Trump Media, the owner of the fledgling social network Truth Social, had just been boosted by a huge merger agreement and a flood of investment that had made the stake worth millions of dollars. Trump had already been given 90 percent of the company’s shares in exchange for the use of his name and some minor involvement, leaving everyone else to split the rest.
Litinsky tried to brush it off, telling Trump “the gift would have meant a huge tax bill he couldn’t pay,” Wilkerson said in an interview. “Trump didn’t care. He said, ‘Do whatever you need to do.’ ”
Five months later, Litinsky, who first met Trump in 2004 as a contestant on the TV show “The Apprentice,” was abruptly removed from the company’s board. Wilkerson said he believes it was payback for his refusal to turn over a small fortune to the former president’s wife. Litinsky thought so, too, according to an email Wilkerson and his attorneys shared with The Washington Post and the Securities and Exchange Commission. In that email, Litinsky complained that Trump was “retaliating against me” by threatening to “ ‘blow up the company’ if his demands are not met.”
Litinsky did not respond to emails and phone messages. It is unknown whether he still retains his shares.
The email — one of hundreds of previously unreported company messages, documents, photos and audio recordings that Wilkerson has provided to the SEC in connection with a whistleblower submission — reveals a stunning portrait of the animosity that has built up inside Trump Media since its high-profile debut last year.
Promoted as the centerpiece of Trump’s post-presidential business ambitions, the company had marketed itself as a budding media empire, with enterprises planned in social media, video streaming, live events and online payments — a powerful rival not just to Twitter but Disney, Google and Amazon.
But inside the company, Wilkerson said, those plans gave way to bitter infighting, technical failures and a chaotic jockeying for power among Trump allies that undermined its potential and left some employees crying at their desks.
Wilkerson, who was fired from his job Thursday as a senior vice president of operations at the company after he spoke to The Post, filed the whistleblower complaint with the SEC in August. The complaint, drafted by Wilkerson’s attorneys, alleges that the company’s bid to raise money via an investment vehicle known as a special purpose acquisition company, or SPAC, relied on “fraudulent misrepresentations … in violation of federal securities laws.”
The SEC, a federal watchdog agency, allows members of the public to submit tips, complaints and referrals about suspected financial wrongdoing via a document the agency calls a Form TCR. Whistleblowers can be granted confidentiality protections and, in some cases, financial awards. Litinsky did not join in the complaint.
Wilkerson is cooperating with investigations into Trump Media by the SEC and federal prosecutors from the Southern District of New York, said his attorneys, Phil Brewster, Patrick Mincey and Stephen Bell. Among the materials he filed with the SEC’s whistleblower office is a detailed, day-to-day computer log compiled by company co-founder Wes Moss, Litinsky and Wilkerson about their daily company-related activities.
He also provided to The Post a copy of that log as well as numerous other memos, photographs and videos that chronicled the creation of Trump Media. All of the materials Wilkerson shared with The Post were previously provided to government investigators, his attorneys said.

» Records supplied:
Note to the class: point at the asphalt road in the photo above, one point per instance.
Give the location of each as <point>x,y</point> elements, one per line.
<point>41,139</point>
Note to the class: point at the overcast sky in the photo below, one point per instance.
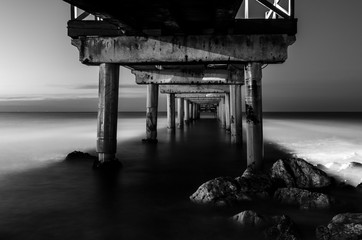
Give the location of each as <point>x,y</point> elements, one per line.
<point>40,70</point>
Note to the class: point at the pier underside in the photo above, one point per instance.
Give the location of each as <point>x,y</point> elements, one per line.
<point>196,52</point>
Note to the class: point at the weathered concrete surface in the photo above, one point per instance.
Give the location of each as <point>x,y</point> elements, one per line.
<point>151,114</point>
<point>178,89</point>
<point>128,50</point>
<point>171,111</point>
<point>198,95</point>
<point>236,124</point>
<point>180,113</point>
<point>254,115</point>
<point>345,226</point>
<point>227,111</point>
<point>107,112</point>
<point>186,112</point>
<point>222,112</point>
<point>186,76</point>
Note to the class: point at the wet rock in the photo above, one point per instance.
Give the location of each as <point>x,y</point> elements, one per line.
<point>359,187</point>
<point>252,220</point>
<point>302,198</point>
<point>271,227</point>
<point>219,191</point>
<point>77,155</point>
<point>296,172</point>
<point>344,185</point>
<point>107,166</point>
<point>281,175</point>
<point>282,229</point>
<point>254,184</point>
<point>345,226</point>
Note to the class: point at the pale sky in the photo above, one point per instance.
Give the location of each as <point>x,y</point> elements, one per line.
<point>40,70</point>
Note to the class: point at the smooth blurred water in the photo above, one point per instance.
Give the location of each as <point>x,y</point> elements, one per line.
<point>44,197</point>
<point>333,140</point>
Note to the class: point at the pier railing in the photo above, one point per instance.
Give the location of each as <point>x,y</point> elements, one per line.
<point>277,9</point>
<point>78,14</point>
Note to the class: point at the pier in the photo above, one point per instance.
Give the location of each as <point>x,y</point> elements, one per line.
<point>196,52</point>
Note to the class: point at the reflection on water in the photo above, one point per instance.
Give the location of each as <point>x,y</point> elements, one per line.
<point>53,199</point>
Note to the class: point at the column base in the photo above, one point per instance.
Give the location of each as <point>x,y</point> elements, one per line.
<point>107,162</point>
<point>149,140</point>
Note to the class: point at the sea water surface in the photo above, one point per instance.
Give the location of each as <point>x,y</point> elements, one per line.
<point>44,197</point>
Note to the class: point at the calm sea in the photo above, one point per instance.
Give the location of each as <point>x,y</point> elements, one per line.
<point>44,197</point>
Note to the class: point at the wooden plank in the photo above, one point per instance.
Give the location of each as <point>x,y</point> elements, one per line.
<point>171,111</point>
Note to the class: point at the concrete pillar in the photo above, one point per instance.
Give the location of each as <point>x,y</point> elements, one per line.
<point>254,118</point>
<point>227,111</point>
<point>180,113</point>
<point>171,111</point>
<point>191,114</point>
<point>186,112</point>
<point>107,113</point>
<point>151,114</point>
<point>236,123</point>
<point>222,112</point>
<point>195,111</point>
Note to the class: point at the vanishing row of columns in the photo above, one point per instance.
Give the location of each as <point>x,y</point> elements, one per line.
<point>229,112</point>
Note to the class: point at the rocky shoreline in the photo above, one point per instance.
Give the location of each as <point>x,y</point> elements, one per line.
<point>292,182</point>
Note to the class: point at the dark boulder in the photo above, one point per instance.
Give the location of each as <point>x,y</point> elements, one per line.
<point>304,199</point>
<point>270,227</point>
<point>359,187</point>
<point>77,155</point>
<point>219,191</point>
<point>252,220</point>
<point>254,184</point>
<point>345,226</point>
<point>296,172</point>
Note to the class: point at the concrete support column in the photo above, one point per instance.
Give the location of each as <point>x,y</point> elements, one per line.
<point>236,121</point>
<point>191,114</point>
<point>222,112</point>
<point>254,118</point>
<point>186,112</point>
<point>195,111</point>
<point>171,111</point>
<point>151,114</point>
<point>227,111</point>
<point>180,113</point>
<point>107,113</point>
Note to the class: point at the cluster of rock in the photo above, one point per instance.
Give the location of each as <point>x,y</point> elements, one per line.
<point>292,182</point>
<point>79,156</point>
<point>346,226</point>
<point>268,227</point>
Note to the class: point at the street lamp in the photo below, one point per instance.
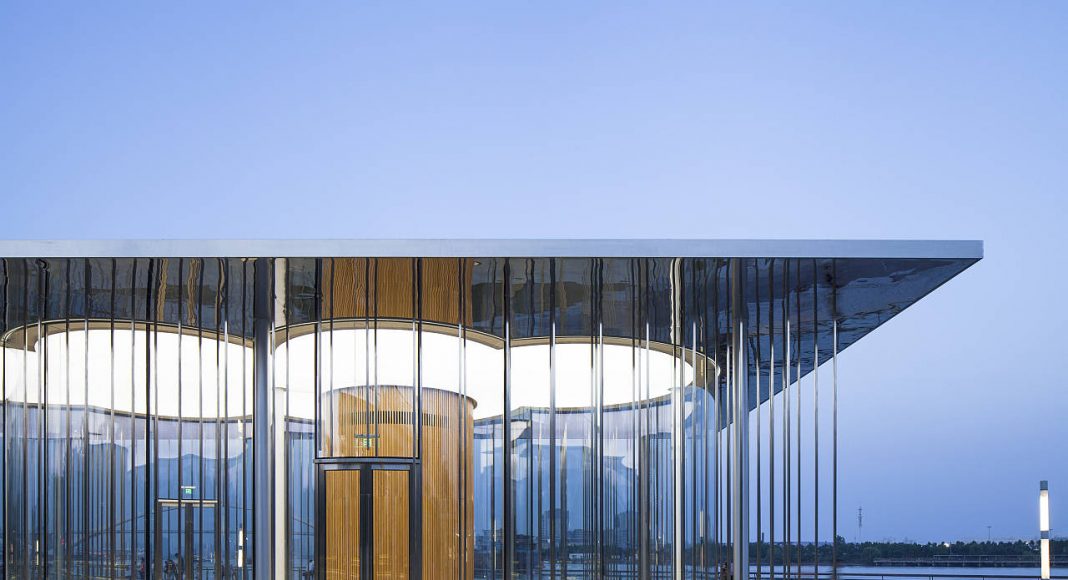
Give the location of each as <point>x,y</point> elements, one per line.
<point>1043,527</point>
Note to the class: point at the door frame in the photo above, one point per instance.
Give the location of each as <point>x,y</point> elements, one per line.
<point>367,466</point>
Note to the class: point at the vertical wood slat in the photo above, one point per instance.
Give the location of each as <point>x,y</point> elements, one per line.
<point>343,529</point>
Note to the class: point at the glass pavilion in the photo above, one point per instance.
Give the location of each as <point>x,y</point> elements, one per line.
<point>429,408</point>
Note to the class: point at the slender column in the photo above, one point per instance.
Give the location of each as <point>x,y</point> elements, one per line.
<point>739,457</point>
<point>261,435</point>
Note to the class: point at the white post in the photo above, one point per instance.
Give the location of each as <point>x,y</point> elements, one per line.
<point>1043,526</point>
<point>739,457</point>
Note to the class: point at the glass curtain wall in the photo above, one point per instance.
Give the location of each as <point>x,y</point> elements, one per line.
<point>566,407</point>
<point>126,418</point>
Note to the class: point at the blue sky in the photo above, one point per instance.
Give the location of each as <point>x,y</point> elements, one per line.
<point>873,120</point>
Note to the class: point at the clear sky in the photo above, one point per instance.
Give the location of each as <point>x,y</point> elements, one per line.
<point>563,119</point>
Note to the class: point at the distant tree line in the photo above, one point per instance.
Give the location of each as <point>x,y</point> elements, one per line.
<point>864,553</point>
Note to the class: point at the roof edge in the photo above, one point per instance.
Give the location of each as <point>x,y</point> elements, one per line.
<point>496,248</point>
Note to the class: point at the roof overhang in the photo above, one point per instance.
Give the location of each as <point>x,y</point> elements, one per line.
<point>496,248</point>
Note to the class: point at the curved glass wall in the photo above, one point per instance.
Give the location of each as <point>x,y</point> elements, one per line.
<point>127,411</point>
<point>413,418</point>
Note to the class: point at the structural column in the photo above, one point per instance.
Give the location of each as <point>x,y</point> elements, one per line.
<point>261,435</point>
<point>739,425</point>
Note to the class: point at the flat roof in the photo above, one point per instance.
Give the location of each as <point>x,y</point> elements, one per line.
<point>495,248</point>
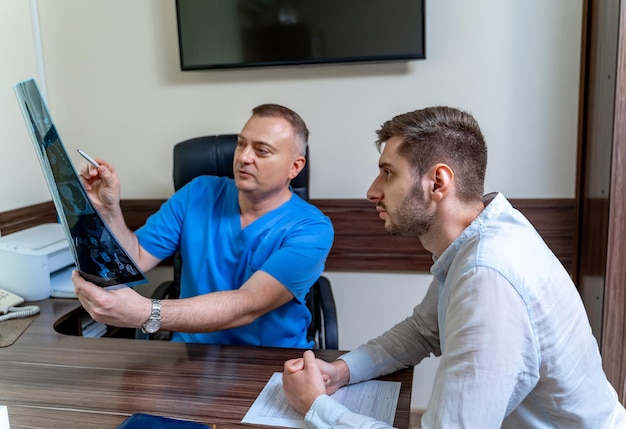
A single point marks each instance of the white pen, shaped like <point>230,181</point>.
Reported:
<point>88,158</point>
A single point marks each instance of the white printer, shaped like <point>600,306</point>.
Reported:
<point>37,263</point>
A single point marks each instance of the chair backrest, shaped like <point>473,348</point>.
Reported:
<point>213,155</point>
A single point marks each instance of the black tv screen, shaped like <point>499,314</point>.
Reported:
<point>216,34</point>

» Set task 1: List the business areas in which the Trump Media passage says the company planned enterprises.
» Set task 2:
Answer these questions from the Trump Media passage:
(a) In what year did Litinsky first meet Trump?
(b) In which month did Wilkerson file the whistleblower complaint with the SEC?
(c) What does the SEC call the document that members of the public use to submit tips, complaints and referrals?
» Set task 3: Copy the Trump Media passage from "Wilkerson is cooperating" up to and including "his attorneys said.".

» Exercise response 1:
- Social media
- Video streaming
- Live events
- Online payments

» Exercise response 2:
(a) 2004
(b) August
(c) Form TCR

» Exercise response 3:
Wilkerson is cooperating with investigations into Trump Media by the SEC and federal prosecutors from the Southern District of New York, said his attorneys, Phil Brewster, Patrick Mincey and Stephen Bell. Among the materials he filed with the SEC’s whistleblower office is a detailed, day-to-day computer log compiled by company co-founder Wes Moss, Litinsky and Wilkerson about their daily company-related activities.
He also provided to The Post a copy of that log as well as numerous other memos, photographs and videos that chronicled the creation of Trump Media. All of the materials Wilkerson shared with The Post were previously provided to government investigators, his attorneys said.